▸ Stated problem
Quote, exactly, the line holding "Annotation task: tag one point per instance of the sofa armrest" and all lines after it to the end of the records below. Exclude pictures.

Point annotation records:

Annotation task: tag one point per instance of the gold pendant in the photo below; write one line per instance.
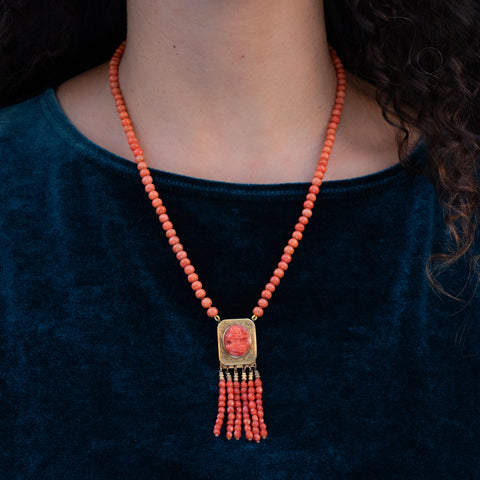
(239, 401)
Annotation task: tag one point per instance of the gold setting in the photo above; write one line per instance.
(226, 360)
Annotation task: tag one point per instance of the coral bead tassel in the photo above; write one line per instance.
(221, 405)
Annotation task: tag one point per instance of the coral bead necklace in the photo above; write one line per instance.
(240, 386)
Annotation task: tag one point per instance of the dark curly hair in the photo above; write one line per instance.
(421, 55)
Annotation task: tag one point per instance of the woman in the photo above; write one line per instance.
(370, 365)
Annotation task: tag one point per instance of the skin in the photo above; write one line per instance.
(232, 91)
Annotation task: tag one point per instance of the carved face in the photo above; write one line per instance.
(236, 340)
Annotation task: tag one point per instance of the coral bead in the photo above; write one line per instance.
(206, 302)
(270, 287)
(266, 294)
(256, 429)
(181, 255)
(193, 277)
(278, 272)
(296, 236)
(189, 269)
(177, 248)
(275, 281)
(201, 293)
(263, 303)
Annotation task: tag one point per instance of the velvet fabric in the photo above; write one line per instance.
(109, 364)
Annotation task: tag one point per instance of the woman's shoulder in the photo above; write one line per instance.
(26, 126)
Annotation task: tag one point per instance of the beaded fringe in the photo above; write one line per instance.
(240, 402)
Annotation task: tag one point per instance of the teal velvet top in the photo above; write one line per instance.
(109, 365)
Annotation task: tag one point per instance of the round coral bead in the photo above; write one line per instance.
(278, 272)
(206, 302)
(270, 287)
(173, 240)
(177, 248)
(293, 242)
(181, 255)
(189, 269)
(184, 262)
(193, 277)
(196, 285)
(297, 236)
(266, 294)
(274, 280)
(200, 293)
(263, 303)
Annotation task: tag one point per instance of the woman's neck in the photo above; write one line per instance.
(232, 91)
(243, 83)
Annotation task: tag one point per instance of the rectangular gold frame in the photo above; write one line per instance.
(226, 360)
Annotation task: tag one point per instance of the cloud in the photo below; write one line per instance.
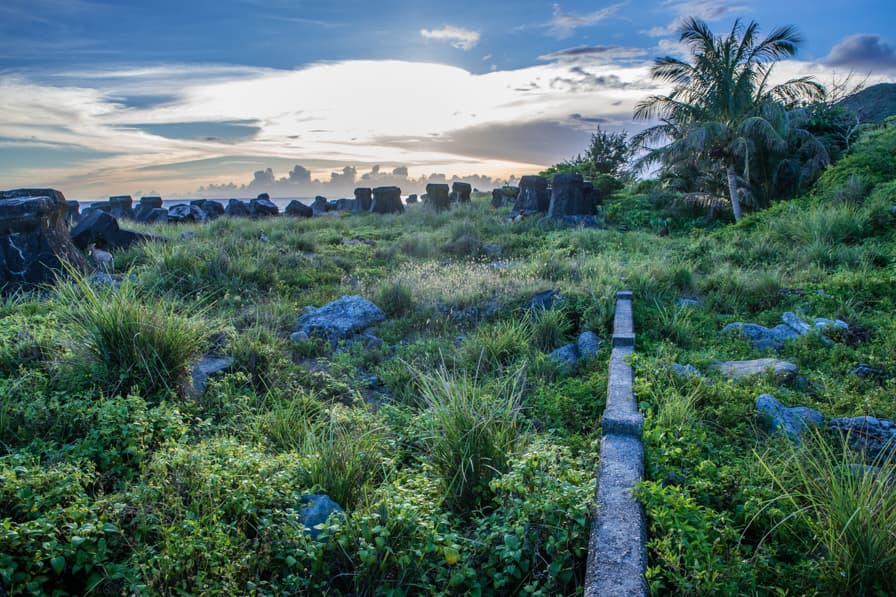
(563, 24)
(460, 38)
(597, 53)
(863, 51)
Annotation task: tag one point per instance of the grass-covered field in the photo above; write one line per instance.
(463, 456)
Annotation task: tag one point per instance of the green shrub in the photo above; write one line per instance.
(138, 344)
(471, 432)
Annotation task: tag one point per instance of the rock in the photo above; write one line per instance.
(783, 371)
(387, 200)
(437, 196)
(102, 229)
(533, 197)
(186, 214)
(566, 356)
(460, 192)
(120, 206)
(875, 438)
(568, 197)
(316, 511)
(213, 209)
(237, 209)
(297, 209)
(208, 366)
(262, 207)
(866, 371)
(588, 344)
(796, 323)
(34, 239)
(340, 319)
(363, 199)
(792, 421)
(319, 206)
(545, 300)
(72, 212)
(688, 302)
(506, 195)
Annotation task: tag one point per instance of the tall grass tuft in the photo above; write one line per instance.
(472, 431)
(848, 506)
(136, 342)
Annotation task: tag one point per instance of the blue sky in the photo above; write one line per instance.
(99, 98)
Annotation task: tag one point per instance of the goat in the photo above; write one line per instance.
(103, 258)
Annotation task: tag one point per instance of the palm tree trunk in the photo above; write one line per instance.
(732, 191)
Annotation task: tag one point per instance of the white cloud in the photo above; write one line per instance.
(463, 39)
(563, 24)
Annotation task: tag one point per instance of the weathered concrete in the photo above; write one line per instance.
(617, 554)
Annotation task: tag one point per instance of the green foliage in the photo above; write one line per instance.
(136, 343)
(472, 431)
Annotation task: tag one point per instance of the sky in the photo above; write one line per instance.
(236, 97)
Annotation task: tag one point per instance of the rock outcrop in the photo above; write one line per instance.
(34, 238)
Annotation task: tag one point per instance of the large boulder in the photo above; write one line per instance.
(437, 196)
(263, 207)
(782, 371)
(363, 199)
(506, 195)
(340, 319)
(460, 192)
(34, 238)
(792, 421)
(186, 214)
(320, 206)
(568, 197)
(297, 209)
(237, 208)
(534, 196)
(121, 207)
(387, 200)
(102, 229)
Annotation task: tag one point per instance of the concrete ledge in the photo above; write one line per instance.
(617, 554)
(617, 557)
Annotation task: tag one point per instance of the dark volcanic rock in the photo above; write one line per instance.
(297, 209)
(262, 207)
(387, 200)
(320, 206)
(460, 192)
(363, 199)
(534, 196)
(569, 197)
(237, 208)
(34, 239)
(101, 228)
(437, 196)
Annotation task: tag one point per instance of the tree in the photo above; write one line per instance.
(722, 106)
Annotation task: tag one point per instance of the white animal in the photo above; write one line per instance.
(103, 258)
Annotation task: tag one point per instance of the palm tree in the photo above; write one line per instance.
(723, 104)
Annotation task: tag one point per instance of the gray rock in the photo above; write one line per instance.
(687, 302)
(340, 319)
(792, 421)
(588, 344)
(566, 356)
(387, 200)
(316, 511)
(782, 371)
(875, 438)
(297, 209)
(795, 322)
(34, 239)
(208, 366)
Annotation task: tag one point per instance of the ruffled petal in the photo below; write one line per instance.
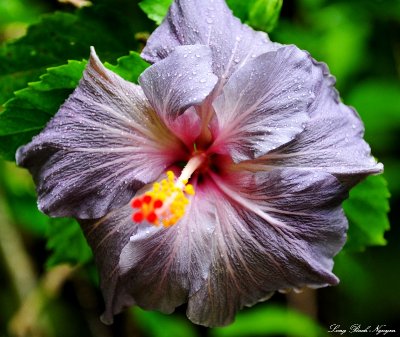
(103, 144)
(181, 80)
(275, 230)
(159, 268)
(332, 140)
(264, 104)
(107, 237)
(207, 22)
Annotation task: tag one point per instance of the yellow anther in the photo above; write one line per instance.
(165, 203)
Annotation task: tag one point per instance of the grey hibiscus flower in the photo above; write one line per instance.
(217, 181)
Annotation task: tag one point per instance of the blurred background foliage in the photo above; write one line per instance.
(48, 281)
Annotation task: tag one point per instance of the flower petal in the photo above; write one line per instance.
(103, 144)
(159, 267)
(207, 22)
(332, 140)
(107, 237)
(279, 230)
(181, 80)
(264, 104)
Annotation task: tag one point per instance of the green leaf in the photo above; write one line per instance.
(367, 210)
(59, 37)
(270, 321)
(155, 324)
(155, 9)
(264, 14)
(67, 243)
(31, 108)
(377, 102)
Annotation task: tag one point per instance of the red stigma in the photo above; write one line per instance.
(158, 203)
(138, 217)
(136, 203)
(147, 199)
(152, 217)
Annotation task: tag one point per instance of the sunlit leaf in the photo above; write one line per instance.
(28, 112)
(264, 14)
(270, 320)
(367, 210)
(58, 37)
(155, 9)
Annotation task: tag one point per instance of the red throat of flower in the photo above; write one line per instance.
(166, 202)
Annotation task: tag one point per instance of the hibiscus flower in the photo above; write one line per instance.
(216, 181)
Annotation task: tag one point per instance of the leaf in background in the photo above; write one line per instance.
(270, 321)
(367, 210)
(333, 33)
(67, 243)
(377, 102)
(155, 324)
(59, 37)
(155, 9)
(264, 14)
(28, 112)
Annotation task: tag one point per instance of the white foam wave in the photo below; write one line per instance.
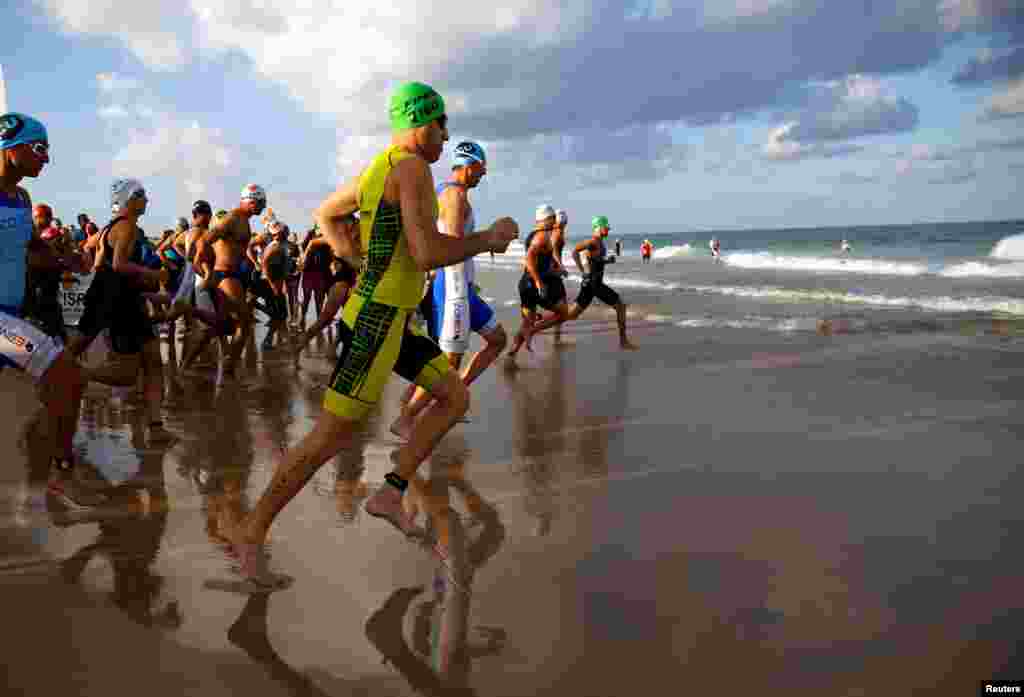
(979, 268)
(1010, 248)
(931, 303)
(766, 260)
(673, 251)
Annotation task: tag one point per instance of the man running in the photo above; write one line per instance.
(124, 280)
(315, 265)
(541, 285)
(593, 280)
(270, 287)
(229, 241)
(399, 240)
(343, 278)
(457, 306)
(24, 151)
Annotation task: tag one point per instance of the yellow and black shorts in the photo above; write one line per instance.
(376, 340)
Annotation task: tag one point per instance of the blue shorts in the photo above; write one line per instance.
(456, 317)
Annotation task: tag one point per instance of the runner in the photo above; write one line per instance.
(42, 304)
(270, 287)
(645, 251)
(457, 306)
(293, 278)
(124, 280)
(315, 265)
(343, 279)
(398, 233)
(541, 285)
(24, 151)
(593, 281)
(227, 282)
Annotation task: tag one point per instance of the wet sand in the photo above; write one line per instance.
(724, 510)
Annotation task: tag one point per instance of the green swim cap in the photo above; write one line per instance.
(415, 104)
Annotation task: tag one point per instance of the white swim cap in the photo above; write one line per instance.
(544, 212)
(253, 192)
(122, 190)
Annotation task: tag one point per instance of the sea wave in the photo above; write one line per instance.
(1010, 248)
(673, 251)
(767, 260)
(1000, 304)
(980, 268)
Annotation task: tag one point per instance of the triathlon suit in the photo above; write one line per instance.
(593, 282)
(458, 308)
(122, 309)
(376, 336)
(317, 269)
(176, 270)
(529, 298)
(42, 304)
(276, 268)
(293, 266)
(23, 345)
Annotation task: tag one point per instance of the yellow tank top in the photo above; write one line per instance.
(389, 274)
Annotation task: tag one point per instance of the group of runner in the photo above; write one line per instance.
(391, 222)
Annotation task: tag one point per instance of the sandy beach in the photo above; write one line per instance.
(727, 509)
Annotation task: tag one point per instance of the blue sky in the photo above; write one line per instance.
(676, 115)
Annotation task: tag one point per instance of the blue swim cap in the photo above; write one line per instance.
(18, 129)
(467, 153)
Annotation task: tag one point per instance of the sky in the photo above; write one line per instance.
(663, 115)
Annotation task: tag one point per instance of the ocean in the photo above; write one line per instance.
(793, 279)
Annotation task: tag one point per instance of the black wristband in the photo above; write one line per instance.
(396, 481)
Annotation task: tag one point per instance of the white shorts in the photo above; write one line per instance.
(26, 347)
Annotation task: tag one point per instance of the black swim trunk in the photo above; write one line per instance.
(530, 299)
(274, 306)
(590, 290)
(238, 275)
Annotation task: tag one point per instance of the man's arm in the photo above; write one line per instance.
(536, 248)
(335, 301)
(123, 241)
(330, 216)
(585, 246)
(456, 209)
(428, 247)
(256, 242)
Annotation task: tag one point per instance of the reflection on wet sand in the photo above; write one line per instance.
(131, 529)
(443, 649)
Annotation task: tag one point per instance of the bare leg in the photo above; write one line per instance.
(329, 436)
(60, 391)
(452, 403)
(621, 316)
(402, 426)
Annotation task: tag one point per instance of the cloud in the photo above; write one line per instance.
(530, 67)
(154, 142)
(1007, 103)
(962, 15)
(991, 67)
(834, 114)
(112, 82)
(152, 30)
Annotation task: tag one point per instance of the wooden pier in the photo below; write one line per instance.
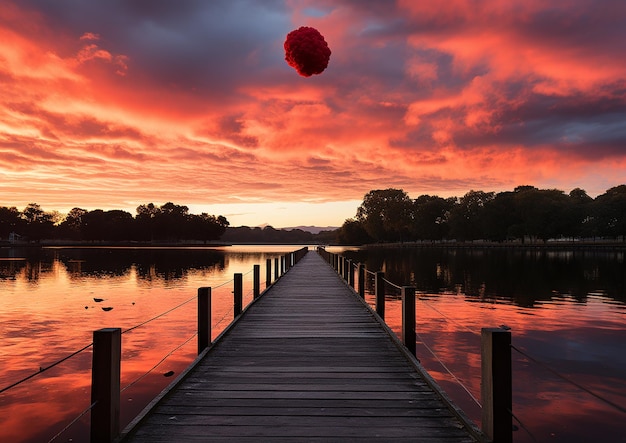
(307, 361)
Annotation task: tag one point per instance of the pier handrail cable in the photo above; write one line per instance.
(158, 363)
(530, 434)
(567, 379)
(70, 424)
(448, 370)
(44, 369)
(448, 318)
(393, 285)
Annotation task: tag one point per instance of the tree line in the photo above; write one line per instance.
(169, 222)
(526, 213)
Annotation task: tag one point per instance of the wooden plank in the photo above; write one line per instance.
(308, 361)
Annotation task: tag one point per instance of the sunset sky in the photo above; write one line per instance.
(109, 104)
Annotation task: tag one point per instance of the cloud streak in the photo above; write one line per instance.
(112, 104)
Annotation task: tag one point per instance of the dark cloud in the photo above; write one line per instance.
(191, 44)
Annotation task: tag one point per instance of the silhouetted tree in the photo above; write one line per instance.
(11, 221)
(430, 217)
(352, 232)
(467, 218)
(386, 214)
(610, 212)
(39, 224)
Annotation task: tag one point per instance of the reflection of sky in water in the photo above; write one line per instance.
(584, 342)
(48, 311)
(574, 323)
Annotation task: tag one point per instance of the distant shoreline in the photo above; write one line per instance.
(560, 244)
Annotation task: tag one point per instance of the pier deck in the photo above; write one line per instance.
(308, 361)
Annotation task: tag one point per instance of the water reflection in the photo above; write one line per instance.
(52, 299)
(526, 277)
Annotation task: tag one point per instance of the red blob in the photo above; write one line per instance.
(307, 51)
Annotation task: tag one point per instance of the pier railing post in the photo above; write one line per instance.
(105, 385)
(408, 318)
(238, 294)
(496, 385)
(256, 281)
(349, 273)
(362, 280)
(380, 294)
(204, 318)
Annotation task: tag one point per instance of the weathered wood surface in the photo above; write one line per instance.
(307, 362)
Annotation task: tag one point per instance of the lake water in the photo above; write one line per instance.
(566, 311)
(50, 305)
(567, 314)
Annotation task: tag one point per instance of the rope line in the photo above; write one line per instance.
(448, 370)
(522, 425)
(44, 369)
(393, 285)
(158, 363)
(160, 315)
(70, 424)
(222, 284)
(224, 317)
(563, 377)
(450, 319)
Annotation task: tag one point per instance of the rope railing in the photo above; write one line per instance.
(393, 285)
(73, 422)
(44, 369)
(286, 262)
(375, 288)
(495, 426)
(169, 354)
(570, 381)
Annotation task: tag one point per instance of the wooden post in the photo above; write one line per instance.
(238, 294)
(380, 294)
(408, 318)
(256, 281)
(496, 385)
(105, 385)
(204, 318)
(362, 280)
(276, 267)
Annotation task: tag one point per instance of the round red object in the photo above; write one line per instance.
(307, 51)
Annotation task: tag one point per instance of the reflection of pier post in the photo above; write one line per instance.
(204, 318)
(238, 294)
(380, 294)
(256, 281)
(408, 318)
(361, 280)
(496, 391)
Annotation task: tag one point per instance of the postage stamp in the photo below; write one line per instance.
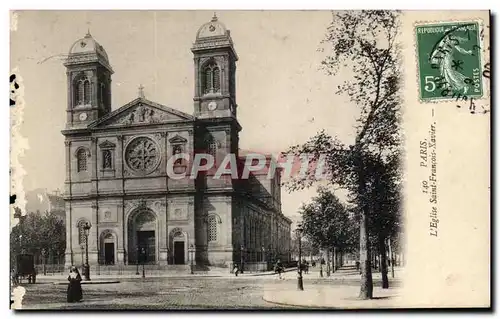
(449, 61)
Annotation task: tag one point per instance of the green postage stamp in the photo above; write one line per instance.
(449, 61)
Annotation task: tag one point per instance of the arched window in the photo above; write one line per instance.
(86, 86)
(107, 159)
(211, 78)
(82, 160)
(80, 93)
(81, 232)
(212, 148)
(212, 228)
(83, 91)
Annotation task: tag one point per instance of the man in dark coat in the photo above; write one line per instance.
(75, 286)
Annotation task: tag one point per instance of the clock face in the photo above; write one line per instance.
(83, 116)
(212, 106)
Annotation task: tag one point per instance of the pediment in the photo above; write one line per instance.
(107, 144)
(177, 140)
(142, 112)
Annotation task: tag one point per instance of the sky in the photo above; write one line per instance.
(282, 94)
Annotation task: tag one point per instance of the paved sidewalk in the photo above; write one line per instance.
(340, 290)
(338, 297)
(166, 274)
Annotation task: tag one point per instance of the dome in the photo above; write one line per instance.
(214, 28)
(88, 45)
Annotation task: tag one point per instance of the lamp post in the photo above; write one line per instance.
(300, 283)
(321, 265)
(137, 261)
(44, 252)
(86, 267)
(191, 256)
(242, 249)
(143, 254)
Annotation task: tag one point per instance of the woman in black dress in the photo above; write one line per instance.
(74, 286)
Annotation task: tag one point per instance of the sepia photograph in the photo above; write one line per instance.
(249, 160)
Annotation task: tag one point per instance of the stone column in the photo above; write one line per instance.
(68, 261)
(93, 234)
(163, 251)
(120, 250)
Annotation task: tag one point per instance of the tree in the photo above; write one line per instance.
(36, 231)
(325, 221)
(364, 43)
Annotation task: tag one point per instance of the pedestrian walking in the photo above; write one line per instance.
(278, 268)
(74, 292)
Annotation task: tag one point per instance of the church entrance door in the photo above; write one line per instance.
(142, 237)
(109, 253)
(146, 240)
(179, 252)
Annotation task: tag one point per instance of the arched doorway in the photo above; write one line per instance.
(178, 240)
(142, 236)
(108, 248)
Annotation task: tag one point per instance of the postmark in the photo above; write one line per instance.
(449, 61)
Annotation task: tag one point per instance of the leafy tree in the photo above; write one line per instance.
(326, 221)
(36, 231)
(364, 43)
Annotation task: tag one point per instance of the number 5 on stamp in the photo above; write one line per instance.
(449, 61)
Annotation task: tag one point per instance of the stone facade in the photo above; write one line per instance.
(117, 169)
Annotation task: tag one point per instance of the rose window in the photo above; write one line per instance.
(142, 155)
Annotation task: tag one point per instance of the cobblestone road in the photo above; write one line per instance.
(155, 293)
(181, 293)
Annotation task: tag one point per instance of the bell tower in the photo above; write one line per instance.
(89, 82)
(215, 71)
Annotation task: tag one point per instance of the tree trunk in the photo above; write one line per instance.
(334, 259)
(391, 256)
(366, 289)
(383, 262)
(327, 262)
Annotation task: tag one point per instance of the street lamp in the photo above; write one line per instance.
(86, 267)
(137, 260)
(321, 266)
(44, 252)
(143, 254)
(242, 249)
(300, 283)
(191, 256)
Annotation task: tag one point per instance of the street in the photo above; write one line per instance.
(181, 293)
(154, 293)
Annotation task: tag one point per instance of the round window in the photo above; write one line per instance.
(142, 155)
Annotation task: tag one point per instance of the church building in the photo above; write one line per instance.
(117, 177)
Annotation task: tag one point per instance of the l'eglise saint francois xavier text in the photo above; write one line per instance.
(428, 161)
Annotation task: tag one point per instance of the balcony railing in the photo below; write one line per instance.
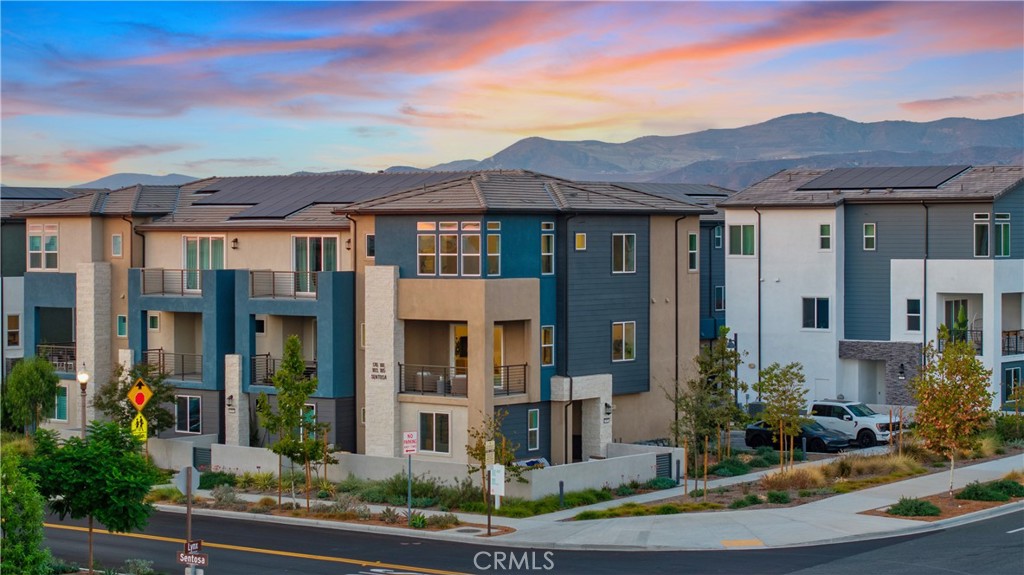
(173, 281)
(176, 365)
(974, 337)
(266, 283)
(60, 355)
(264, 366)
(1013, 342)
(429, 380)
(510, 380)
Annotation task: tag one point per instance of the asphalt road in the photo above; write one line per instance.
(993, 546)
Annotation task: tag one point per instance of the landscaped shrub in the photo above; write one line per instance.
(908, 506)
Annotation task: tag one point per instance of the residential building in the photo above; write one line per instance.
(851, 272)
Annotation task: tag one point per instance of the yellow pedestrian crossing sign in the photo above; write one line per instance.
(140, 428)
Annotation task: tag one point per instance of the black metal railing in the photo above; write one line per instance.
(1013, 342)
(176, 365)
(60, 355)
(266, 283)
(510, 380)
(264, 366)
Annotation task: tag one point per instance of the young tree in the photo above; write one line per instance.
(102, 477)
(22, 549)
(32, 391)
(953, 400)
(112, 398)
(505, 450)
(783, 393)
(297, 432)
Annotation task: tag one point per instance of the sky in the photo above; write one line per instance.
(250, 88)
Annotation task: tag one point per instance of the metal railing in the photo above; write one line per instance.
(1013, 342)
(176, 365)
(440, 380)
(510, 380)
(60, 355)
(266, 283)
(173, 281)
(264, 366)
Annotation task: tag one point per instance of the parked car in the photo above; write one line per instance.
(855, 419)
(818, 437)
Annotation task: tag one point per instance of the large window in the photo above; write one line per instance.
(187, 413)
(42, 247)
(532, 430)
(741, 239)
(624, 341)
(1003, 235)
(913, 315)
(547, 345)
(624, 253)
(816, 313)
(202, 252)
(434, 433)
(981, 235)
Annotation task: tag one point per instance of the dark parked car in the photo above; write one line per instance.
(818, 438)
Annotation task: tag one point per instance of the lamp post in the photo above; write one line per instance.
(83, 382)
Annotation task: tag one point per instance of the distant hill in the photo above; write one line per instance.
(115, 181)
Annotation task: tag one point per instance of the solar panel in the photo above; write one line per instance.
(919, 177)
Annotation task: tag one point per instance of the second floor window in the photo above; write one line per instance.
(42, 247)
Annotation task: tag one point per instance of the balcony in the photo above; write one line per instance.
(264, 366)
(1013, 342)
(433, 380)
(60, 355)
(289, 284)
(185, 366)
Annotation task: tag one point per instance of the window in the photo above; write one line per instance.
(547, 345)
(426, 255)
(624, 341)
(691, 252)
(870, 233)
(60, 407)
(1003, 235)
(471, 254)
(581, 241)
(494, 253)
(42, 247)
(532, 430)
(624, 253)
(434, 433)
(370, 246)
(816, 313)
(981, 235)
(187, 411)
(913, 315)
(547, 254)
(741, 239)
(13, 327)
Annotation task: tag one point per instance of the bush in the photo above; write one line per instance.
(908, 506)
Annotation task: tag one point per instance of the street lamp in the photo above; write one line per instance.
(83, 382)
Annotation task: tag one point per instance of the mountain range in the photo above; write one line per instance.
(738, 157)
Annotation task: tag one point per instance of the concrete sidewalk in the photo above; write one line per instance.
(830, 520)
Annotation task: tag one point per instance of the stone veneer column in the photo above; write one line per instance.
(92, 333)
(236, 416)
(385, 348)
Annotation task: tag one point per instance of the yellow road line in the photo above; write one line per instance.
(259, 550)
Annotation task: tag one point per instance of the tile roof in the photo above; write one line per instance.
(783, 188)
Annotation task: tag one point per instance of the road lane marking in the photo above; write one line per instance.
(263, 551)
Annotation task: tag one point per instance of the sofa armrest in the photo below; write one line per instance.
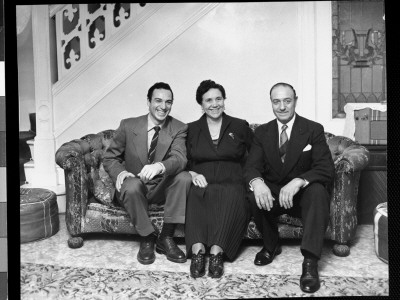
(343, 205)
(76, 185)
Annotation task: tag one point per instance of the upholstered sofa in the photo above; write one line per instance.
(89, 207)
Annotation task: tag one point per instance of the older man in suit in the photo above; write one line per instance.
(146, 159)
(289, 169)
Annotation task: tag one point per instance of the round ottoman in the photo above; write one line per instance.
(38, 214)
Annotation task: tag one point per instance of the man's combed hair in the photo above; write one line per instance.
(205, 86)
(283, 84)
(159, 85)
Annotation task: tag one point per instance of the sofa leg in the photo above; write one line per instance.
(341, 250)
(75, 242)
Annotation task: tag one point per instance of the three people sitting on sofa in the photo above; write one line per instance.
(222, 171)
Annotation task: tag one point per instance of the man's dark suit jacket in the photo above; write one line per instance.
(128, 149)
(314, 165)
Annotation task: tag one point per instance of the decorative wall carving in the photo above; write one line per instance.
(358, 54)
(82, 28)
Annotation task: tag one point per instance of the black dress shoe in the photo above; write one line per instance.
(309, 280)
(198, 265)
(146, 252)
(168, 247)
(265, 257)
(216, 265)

▸ Finished task
Annotation task: tag one point per instance of the sofa armrest in the photo below; write one line per instance.
(343, 205)
(76, 185)
Annotation task: tag one point per instance of the upholstered sofa in the photo above; write one line per instance.
(89, 207)
Annotation task: tag one point per instance of the older man in suit in the photo above; write one line per instance.
(146, 159)
(289, 169)
Annotation task: tag one point per instance of the round ottoman in the photo above; write one line per instance.
(38, 214)
Annotation task: tag one point per instance of the man's combed hair in the photo above; write one line per instance.
(205, 86)
(283, 84)
(159, 85)
Annotation task: tag one point per instance of the sofa leg in the photo above; write one line per instance.
(341, 250)
(75, 242)
Annotation task: tag one point per instance of the three people sitting on sofa in the photo above; write one line per instance.
(222, 171)
Annotation task: tag one point per instance of the man's dark suit jacket in the photo above; write one line per instance.
(128, 149)
(314, 165)
Annotation task: tag one point per instance of the decorative wall carving in the photo above; write one line per instance.
(358, 54)
(82, 28)
Annotation task: tag one point per instance of the black dress shoe in the photo above; write one line per instance.
(309, 280)
(198, 265)
(146, 252)
(168, 247)
(265, 257)
(216, 265)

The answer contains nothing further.